#### PROBLEM TO SOLVE
Give the entries back exactly as they stand, but without pictures.

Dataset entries
********************

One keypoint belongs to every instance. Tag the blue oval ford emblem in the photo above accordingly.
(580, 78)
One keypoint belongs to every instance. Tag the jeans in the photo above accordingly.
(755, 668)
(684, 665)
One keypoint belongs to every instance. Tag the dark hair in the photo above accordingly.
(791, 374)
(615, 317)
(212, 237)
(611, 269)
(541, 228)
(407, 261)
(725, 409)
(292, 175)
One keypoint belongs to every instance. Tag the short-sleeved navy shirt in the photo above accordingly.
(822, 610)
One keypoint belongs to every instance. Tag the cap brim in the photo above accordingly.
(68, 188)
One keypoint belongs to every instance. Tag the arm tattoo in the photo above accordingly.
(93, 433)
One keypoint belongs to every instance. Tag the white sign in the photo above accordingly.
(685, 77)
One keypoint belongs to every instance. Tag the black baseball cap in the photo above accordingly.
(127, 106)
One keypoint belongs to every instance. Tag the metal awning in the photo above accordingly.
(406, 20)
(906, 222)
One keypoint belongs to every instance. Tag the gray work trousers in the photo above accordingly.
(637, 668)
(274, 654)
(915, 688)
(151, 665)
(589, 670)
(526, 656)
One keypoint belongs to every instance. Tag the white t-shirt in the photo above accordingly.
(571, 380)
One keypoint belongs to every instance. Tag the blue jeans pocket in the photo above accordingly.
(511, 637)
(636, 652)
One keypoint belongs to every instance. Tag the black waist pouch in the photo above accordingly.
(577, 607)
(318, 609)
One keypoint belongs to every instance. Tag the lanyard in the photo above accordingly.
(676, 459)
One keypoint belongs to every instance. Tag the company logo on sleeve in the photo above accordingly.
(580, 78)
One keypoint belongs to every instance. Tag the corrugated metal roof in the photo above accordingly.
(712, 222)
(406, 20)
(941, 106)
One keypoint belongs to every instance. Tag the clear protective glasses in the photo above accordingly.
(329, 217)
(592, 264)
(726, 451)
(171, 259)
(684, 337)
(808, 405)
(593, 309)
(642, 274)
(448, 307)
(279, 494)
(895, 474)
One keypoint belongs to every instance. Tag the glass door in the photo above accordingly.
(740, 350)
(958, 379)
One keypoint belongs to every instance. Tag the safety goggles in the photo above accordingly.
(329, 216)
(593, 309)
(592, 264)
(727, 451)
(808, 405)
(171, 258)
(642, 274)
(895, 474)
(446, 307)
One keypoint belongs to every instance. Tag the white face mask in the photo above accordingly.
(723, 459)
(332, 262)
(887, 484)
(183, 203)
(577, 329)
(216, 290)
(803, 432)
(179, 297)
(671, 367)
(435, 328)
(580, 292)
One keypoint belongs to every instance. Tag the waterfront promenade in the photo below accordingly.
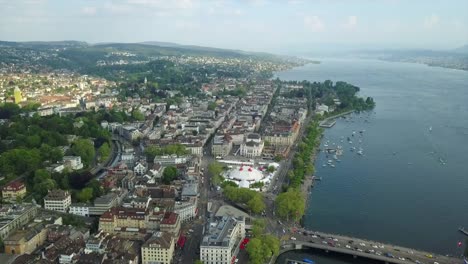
(361, 248)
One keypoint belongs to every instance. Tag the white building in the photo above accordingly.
(187, 208)
(159, 249)
(321, 109)
(139, 169)
(252, 146)
(57, 200)
(73, 162)
(79, 209)
(221, 240)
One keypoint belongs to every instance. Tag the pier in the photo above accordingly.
(327, 123)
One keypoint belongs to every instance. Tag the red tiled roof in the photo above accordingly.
(170, 218)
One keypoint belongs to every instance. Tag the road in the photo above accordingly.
(361, 247)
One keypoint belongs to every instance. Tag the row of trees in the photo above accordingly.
(177, 149)
(262, 246)
(252, 199)
(302, 161)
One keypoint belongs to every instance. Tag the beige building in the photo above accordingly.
(282, 136)
(13, 191)
(57, 200)
(25, 240)
(221, 240)
(14, 217)
(158, 249)
(222, 145)
(252, 146)
(118, 218)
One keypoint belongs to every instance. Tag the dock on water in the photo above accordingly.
(291, 261)
(327, 123)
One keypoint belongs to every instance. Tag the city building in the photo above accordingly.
(221, 240)
(13, 191)
(170, 223)
(222, 145)
(57, 200)
(120, 218)
(158, 249)
(13, 217)
(81, 209)
(73, 162)
(252, 146)
(25, 240)
(18, 95)
(186, 208)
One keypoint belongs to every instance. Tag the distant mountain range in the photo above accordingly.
(463, 49)
(454, 59)
(151, 48)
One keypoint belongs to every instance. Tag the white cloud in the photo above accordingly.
(164, 4)
(258, 3)
(89, 10)
(431, 21)
(351, 23)
(314, 23)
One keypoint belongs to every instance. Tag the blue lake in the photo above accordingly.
(410, 186)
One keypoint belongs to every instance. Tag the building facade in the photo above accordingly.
(252, 146)
(13, 191)
(158, 249)
(57, 200)
(221, 240)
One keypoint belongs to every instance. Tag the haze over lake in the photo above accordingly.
(411, 185)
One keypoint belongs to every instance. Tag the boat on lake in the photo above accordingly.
(463, 230)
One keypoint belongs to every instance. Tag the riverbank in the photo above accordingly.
(309, 181)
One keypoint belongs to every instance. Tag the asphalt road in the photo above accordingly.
(396, 253)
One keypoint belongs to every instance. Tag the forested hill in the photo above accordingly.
(84, 57)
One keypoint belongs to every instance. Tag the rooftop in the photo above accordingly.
(219, 232)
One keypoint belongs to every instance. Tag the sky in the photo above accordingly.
(254, 25)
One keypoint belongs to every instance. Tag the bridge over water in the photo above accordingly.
(360, 248)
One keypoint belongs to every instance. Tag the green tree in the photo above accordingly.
(256, 204)
(466, 248)
(271, 169)
(278, 158)
(169, 174)
(85, 195)
(85, 149)
(212, 106)
(255, 250)
(290, 204)
(215, 169)
(104, 151)
(258, 227)
(137, 115)
(98, 190)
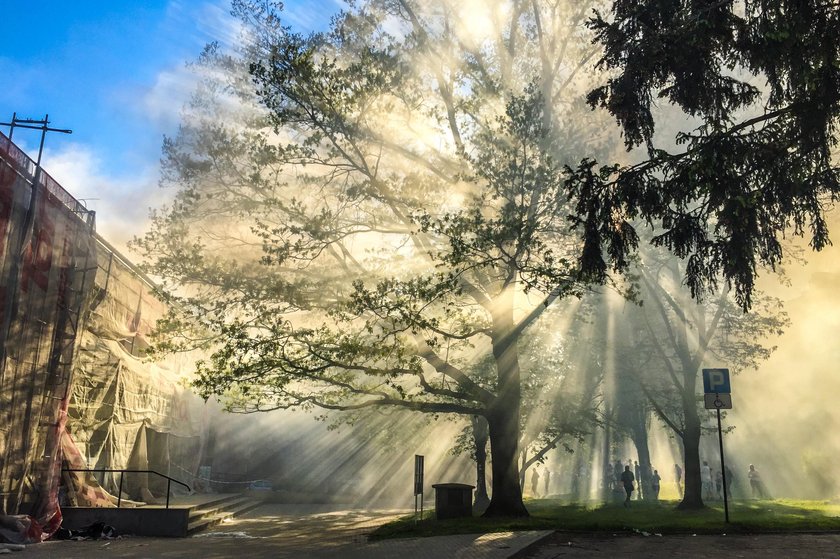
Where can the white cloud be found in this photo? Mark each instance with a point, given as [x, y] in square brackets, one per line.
[121, 204]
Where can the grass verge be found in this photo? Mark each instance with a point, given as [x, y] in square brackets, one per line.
[778, 515]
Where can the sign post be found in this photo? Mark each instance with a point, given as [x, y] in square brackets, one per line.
[718, 396]
[418, 483]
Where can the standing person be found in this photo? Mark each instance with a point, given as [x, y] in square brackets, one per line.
[755, 483]
[638, 473]
[535, 479]
[678, 478]
[655, 479]
[627, 480]
[706, 480]
[729, 477]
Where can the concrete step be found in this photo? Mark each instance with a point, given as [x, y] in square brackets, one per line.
[219, 511]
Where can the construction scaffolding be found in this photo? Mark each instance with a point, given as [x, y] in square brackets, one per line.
[47, 260]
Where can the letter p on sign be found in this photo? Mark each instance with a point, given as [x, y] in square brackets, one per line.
[716, 381]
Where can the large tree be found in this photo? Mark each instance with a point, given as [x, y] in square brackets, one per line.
[382, 209]
[671, 337]
[758, 84]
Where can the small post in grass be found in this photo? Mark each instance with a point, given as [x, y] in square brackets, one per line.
[419, 460]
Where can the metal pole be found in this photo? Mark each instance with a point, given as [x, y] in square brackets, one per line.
[723, 471]
[119, 492]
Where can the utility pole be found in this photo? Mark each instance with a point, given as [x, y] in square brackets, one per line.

********************

#### RESPONSE BOX
One keypoint belongs to every instance. Tag the blue oval ford emblem in the photo above accordingly.
(580, 78)
One keypoint belongs to every instance. Tag the jeans in the photo above accordingly.
(755, 668)
(684, 665)
One keypoint belongs to every instance. Tag the dark hair in the photo above accordingly.
(791, 374)
(615, 317)
(212, 237)
(611, 269)
(541, 228)
(407, 261)
(725, 409)
(292, 175)
One keypoint belongs to every instance. Tag the short-sleeved navy shirt in the photo above accordingly.
(822, 610)
One keypoint belongs to every instance. Tag the cap brim in the photo above accordingly.
(68, 188)
One keypoint belongs to every instance. Tag the arm tattoo in the photo above accordingly.
(93, 433)
One keypoint belongs to every instance. Tag the white sign in the photo above accordingly.
(685, 77)
One keypoint belongs to every instance. Tag the black baseball cap in the photo above accordingly.
(127, 106)
One keypoint belongs to every instance. Tag the metal awning in the photo above accordingly.
(406, 20)
(906, 222)
One keypoint belongs to every instance. Tag the gray work trousers in the photo above accordingly.
(637, 668)
(274, 654)
(915, 688)
(151, 665)
(589, 670)
(526, 656)
One keypoint belongs to every instance. Tag the white t-shirt in the photo above accordingly.
(571, 380)
One keypoint belongs to every instance. Tag the blue jeans pocket in the photo above accordingly.
(511, 637)
(636, 652)
One keypoint belongs to every instance. Tag the black waist pouch in the photo above accordingly.
(577, 607)
(318, 609)
One keypoint belongs to every instance. Tag the lanyard in the photo above accordingly.
(676, 459)
One keypoint belongs to every instance. Tag the company logo on sleeve in the photo above accordingly.
(580, 78)
One keypoint belongs to every instance. Tag the corrugated metal roof in the photo above accordingly.
(712, 222)
(406, 20)
(941, 106)
One keypoint belongs to every instance. Tag the clear protective glasses in the photo above accordingly.
(329, 217)
(592, 264)
(726, 451)
(171, 259)
(684, 337)
(808, 405)
(593, 309)
(642, 274)
(448, 307)
(279, 494)
(895, 474)
One keypoint belongs to every instance. Tag the glass door in the photo above accordingly.
(740, 350)
(958, 379)
One keypoint belongs to every instance. Tag the safety goggles in the photo above accordingly.
(329, 216)
(593, 309)
(592, 264)
(727, 451)
(808, 405)
(171, 258)
(642, 274)
(895, 474)
(446, 307)
One keypoint belongs to every instance. Tag the white face mask in the photo above accordingly.
(723, 459)
(332, 262)
(887, 484)
(183, 203)
(577, 329)
(216, 290)
(803, 432)
(179, 297)
(671, 367)
(435, 328)
(580, 292)
One keypoint belongs to every instance. Tag the waterfront promenade in the photo below accordingly.
(361, 248)
One keypoint belongs to every instance. Tag the white building in the photo above accordingly.
(187, 208)
(159, 249)
(321, 109)
(139, 169)
(252, 146)
(57, 200)
(73, 162)
(79, 209)
(221, 240)
One keypoint belongs to every instance. Tag the pier in the photo above accordingly.
(327, 123)
One keypoint belongs to every instance. Tag the red tiled roof in the photo above accordingly.
(170, 218)
One keypoint belongs to every instance. Tag the road in the photo above accordingly.
(361, 247)
One keypoint belongs to every instance. Tag the row of trees in the photo above accordingly.
(177, 149)
(262, 246)
(252, 199)
(302, 161)
One keypoint belongs to every instance. Tag the beige building in the photo above accordingly.
(282, 136)
(13, 191)
(57, 200)
(25, 240)
(221, 240)
(14, 217)
(158, 249)
(222, 145)
(252, 146)
(118, 218)
One keypoint belongs to every instance. Tag the dock on water in the photo above accordingly.
(291, 261)
(327, 123)
One keypoint belongs to every instance. Tag the city building in the photo above accordingly.
(221, 240)
(13, 191)
(170, 223)
(222, 145)
(57, 200)
(120, 218)
(158, 249)
(13, 217)
(81, 209)
(73, 162)
(252, 146)
(25, 240)
(18, 95)
(186, 208)
One keypoint belongs to every instance. Tag the distant mountain range in the photo above accordingly.
(463, 49)
(454, 59)
(151, 48)
One keypoint belongs to every instance. Tag the white cloud in the photo above accordingly.
(164, 4)
(258, 3)
(89, 10)
(431, 21)
(351, 23)
(314, 23)
One keypoint belongs to every instance. Tag the blue lake in the photo above accordingly.
(410, 186)
One keypoint belongs to every instance. Tag the building facade in the photo above accordingly.
(252, 146)
(13, 191)
(158, 249)
(57, 200)
(221, 240)
One keypoint belongs to every instance. Tag the haze over lake in the photo above accordingly.
(411, 185)
One keypoint belongs to every instance. Tag the boat on lake in the photo above accordingly.
(463, 230)
One keypoint belongs to every instance. Tag the riverbank in the photo above accordingly.
(309, 181)
One keypoint belongs to every instance. Tag the asphalt road in the photo above accordingly.
(396, 253)
One keypoint belongs to every instance. Tag the forested hill in the photo above accordingly.
(84, 57)
One keypoint belongs to every instance. Tag the rooftop in the photo above accordingly.
(219, 232)
One keypoint belongs to every instance. Tag the sky in the photo above accordingly.
(254, 25)
One keypoint belongs to every instance. Tag the bridge over water in the photo above accordingly.
(360, 248)
One keypoint belongs to every instance. Tag the green tree in the photo above accordingly.
(256, 204)
(466, 248)
(271, 169)
(278, 158)
(169, 174)
(85, 195)
(85, 149)
(212, 106)
(255, 250)
(290, 204)
(215, 169)
(104, 151)
(258, 227)
(137, 115)
(98, 190)
Where can the white cloud be found in this photo? Mark each instance with a point, given as [x, y] in square brackets, one per line.
[121, 204]
Where can the grass verge be found in this photo? Mark each instance with a point, given as [x, y] in square brackets, one per line.
[778, 515]
Where can the sign post be found in this photo? Mark each instance with a point, given as [x, y] in square brackets, one per line.
[718, 396]
[418, 483]
Where can the standing person be found in this photo? Mark each instance with a point, given as [x, y] in square brackets, one per line.
[755, 483]
[638, 473]
[535, 479]
[678, 478]
[655, 479]
[627, 480]
[706, 480]
[729, 477]
Where can the concrete step be found in this photo? Mark each instance with a point, given as [x, y] in square brackets, one per line.
[219, 511]
Where can the construction scaffolding be found in this photo? Mark each instance with a point, given as [x, y] in square brackets, one per line.
[47, 260]
Where can the letter p on sign be found in this photo? Mark each instance with a point, given as [x, y] in square brackets, one per line.
[716, 381]
Where can the large tree be found in this photo? Mark each instance with a point, given as [x, y] in square brackets, one per line.
[382, 209]
[671, 337]
[758, 84]
Where can the small post in grass be found in this photo? Mark each instance with a point, given as [x, y] in square brackets, one per line.
[419, 460]
Where can the metal pole be found in this photo? Mark each instance with a point, given as [x, y] in square brackets, one per line.
[723, 471]
[119, 492]
Where can the utility pole be found in this photo? Mark each instance with a point, given as [x, y] in square brackets, one per line.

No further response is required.